[PROBLEM TO WORK ON]
Omit the images, then print each record below exactly as it reads.

########################################

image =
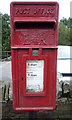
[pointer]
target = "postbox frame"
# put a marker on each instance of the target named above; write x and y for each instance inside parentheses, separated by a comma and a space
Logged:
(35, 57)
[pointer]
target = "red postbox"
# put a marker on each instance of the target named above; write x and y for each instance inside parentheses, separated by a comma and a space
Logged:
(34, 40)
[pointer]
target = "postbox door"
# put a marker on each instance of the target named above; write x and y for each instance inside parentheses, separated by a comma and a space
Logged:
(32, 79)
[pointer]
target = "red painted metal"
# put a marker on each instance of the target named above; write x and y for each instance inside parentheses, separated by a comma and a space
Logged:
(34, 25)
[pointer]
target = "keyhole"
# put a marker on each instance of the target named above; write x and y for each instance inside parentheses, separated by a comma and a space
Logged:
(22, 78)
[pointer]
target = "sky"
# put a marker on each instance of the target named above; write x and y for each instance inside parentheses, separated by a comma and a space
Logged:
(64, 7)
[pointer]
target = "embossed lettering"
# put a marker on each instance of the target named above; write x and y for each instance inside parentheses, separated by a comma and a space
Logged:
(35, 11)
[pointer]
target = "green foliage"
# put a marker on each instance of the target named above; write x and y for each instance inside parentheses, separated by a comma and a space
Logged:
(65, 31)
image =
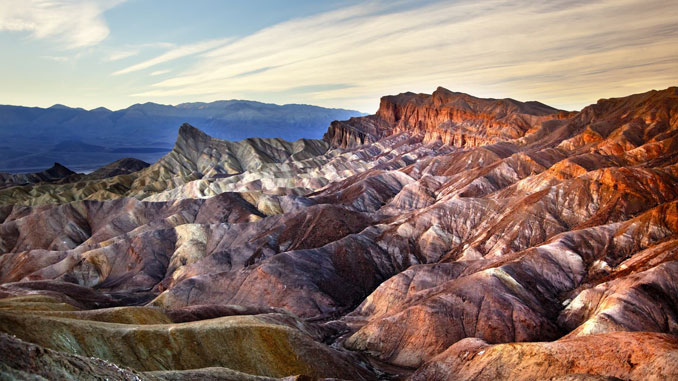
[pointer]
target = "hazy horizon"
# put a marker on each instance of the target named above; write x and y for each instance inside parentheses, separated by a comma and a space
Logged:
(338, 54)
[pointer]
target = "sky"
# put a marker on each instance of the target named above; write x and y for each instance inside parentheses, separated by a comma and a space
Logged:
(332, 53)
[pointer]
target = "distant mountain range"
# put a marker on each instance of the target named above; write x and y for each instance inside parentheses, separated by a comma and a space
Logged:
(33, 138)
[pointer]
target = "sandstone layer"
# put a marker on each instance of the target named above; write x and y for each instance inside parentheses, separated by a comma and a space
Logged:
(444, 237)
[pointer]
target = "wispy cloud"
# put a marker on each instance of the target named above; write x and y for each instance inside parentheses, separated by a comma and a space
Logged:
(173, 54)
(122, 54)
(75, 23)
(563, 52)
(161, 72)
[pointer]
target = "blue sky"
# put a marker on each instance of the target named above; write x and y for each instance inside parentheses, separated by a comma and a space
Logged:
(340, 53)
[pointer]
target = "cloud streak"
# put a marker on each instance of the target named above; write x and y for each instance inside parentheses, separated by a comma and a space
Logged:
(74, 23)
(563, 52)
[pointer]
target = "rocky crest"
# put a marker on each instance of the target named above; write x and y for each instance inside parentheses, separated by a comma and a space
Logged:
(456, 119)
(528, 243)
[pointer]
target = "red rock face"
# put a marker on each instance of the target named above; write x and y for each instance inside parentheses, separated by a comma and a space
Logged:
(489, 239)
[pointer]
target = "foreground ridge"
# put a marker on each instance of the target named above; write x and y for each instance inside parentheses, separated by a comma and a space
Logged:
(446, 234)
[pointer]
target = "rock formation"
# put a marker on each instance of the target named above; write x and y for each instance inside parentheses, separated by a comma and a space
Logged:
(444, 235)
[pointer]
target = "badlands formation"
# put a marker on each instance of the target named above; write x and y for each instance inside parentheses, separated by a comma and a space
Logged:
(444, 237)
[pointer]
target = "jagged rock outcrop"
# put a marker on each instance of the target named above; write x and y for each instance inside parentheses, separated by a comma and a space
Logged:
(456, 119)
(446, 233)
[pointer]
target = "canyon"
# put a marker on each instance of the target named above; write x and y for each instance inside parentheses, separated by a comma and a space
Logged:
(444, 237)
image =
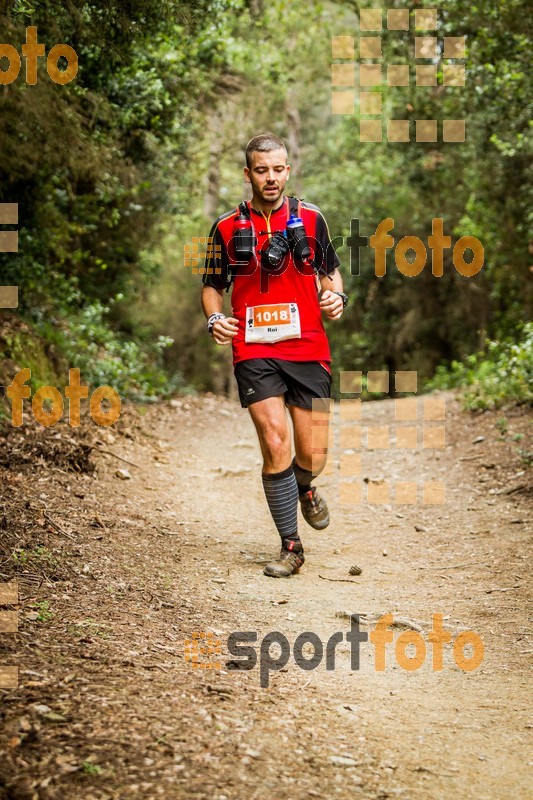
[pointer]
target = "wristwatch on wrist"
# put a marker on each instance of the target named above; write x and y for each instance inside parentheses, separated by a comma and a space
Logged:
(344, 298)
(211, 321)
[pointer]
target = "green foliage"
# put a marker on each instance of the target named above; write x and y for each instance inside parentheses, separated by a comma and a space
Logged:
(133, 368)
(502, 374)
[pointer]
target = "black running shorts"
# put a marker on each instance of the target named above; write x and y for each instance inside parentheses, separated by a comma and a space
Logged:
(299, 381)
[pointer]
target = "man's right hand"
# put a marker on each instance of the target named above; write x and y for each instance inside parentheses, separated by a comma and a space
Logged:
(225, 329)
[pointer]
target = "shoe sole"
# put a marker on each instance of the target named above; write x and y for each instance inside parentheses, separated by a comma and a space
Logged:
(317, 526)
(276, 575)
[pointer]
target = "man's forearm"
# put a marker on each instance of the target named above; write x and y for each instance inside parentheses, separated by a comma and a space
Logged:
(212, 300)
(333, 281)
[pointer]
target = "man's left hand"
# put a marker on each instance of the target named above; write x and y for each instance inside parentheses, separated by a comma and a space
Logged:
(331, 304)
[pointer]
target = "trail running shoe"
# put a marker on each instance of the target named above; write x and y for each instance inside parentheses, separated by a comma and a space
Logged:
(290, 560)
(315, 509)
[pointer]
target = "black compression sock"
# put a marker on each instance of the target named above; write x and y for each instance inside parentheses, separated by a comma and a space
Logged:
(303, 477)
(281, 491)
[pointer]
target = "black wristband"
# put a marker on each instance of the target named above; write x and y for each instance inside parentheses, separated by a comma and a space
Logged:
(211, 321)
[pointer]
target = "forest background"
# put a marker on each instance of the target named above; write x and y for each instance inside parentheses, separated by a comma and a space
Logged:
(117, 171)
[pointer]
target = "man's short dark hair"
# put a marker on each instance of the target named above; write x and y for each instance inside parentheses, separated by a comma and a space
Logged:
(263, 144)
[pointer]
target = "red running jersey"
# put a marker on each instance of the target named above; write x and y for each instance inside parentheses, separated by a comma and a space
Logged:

########################################

[ANSWER TO THIS EXERCISE]
image =
[pointer]
target = "postbox frame"
# put a marker on each instance of the target named above; write x and y for each instance inside parentheses, separated by a comma and a space
Logged:
(35, 57)
[pointer]
target = "red postbox"
# put a marker on each instance of the target named above; write x and y for each instance inside parentheses, separated by a comma and a space
Logged:
(34, 40)
[pointer]
target = "postbox door"
# put a marker on each instance of the target named above; write x and y for each instance inside parentheses, separated by a comma and a space
Logged:
(32, 79)
[pointer]
target = "red painted metal"
# put a marker on each instance of the target named above; write x and y for each instance inside parentheses, separated by a comma and a space
Logged:
(34, 25)
[pointer]
target = "keyhole"
# put a marker on each instance of the target named above; write x and y for each instance inside parentheses, separated by a comma and a space
Logged:
(22, 78)
[pointer]
target = "sky"
# put a marker on each instance of the target named above; write x and y for each instance inside parentheses, separated by a comma and a space
Logged:
(64, 7)
[pointer]
target = "embossed lettering"
# put a marker on each instance of the target named above; write x and y for each instance inside parentheses, separated by a comma and a space
Logged:
(35, 11)
[pointer]
target = "green foliage"
# put a marker on each instance of the target named above; write x and y for each instance inside parentheses, separated by a comma and a space
Logged:
(65, 31)
image =
[pointer]
target = "hazy horizon"
# put a marker on each instance of the target named above; write x and y for each instance inside parentheses, separated by a comma and a space
Logged:
(338, 54)
[pointer]
target = "sky"
# put a marker on each instance of the target named above; write x and y for each instance inside parentheses, separated by a comma and a space
Logged:
(332, 53)
[pointer]
target = "distant mountain range"
# put a marker on each instance of the target named above; write x and y for each instance inside parentheses, separated by a comma and a space
Logged:
(33, 138)
[pointer]
target = "sandstone layer"
# put a marker on each instance of the target named above; write x and y for each instance inside parentheses, separated by a comma and a space
Logged:
(444, 237)
[pointer]
target = "wispy cloud"
# put a marker on each instance of the target named above; write x and y for each instance inside parentheses, separated by a comma and a space
Logged:
(173, 54)
(122, 54)
(75, 23)
(563, 52)
(161, 72)
[pointer]
target = "blue sky"
# put a marker on each instance of the target named above; write x and y for each instance inside parentheses, separated by a comma and a space
Logged:
(340, 53)
[pointer]
target = "cloud streak"
# put a marker on each instance of the target named above; write x and y for each instance inside parentheses, separated by a comma and a space
Logged:
(74, 23)
(563, 52)
[pointer]
target = "rocky crest"
# put a marker on each instance of the target named above; write x and y for each instance inside parentheses, separated by a comma and a space
Logged:
(456, 119)
(528, 243)
[pointer]
target = "red rock face"
# put a marker on each instance of the target named above; write x and y for each instance inside parentheses, separated by a comma and a space
Logged:
(489, 239)
[pointer]
target = "foreground ridge"
# put a marker on each instance of the target named above; write x and y for each instance inside parentheses, separated by a comma and a space
Logged:
(446, 234)
[pointer]
target = "rock formation"
# put a marker on each instance of the target named above; write x and y for each instance inside parentheses, separated by a comma and a space
Logged:
(444, 235)
[pointer]
target = "badlands formation"
# put a marker on each instance of the target named above; write x and y for each instance inside parentheses, separated by a comma and a space
Logged:
(444, 237)
[pointer]
target = "jagged rock outcrop"
# put a marker on each instance of the target named above; write x and y for each instance inside parentheses, separated by a comma and a space
Logged:
(456, 119)
(446, 233)
[pointer]
target = "canyon"
# put a marker on each instance of the target named above; write x and y for each instance inside parentheses, separated by a comma and a space
Logged:
(444, 237)
image =
[pointer]
target = "wristwatch on wrist"
# put a marker on each instance of the target named above; write x and y for each instance inside parentheses, separated by a comma and a space
Logged:
(344, 298)
(211, 321)
[pointer]
target = "green foliage"
# put a marker on each instance of the target named above; write x and y for each instance inside parentheses, separated by a comma and a space
Logged:
(133, 368)
(502, 374)
[pointer]
target = "black running shorts"
# put a marker on each instance of the target named above; write x and y for each instance inside parentheses, separated by a comma and a space
Logged:
(299, 381)
[pointer]
target = "man's right hand"
# put a marker on each instance of the target named above; write x and y for each instance inside parentheses, separated by a comma and a space
Logged:
(225, 329)
[pointer]
target = "shoe sole"
# put a marker on each instance of the target named above; write x and y for each instance inside parentheses, separated by a comma and a space
Logged:
(317, 526)
(276, 575)
[pointer]
target = "man's forearm"
# put a marker on each instance of the target named above; write x and y for each instance inside parentheses, separated by a comma and a space
Logged:
(212, 300)
(333, 281)
[pointer]
target = "man's left hand"
# put a marker on each instance of the target named above; write x and y for each instance inside parentheses, separated by a comma and a space
Logged:
(331, 304)
[pointer]
target = "trail running shoe"
# put a marker on each instance of the target named above; write x and y for each instance inside parentheses, separated by a comma and a space
Logged:
(290, 560)
(315, 509)
[pointer]
target = "black compression sock"
# put a marker on each instance of the target named above; write x and y for each instance inside parentheses, separated by a comma and a space
Logged:
(303, 477)
(281, 491)
[pointer]
target = "black wristband"
# put a marker on each instance of the target named above; write x and y for each instance inside parentheses, separated by a comma and a space
Logged:
(211, 321)
[pointer]
target = "forest background"
# put a marker on each instance of the target named above; write x and y for each instance inside parentheses, separated by a comma and a space
Logged:
(117, 171)
[pointer]
target = "man's short dark hair"
# put a marker on each instance of the target named above; write x and y for each instance inside parentheses, separated by a comma and a space
Logged:
(263, 144)
[pointer]
target = "red running jersey"
# put a marker on each instance of the target named above; write x and y for each instance inside parentheses, separated by a comma and a space
Logged:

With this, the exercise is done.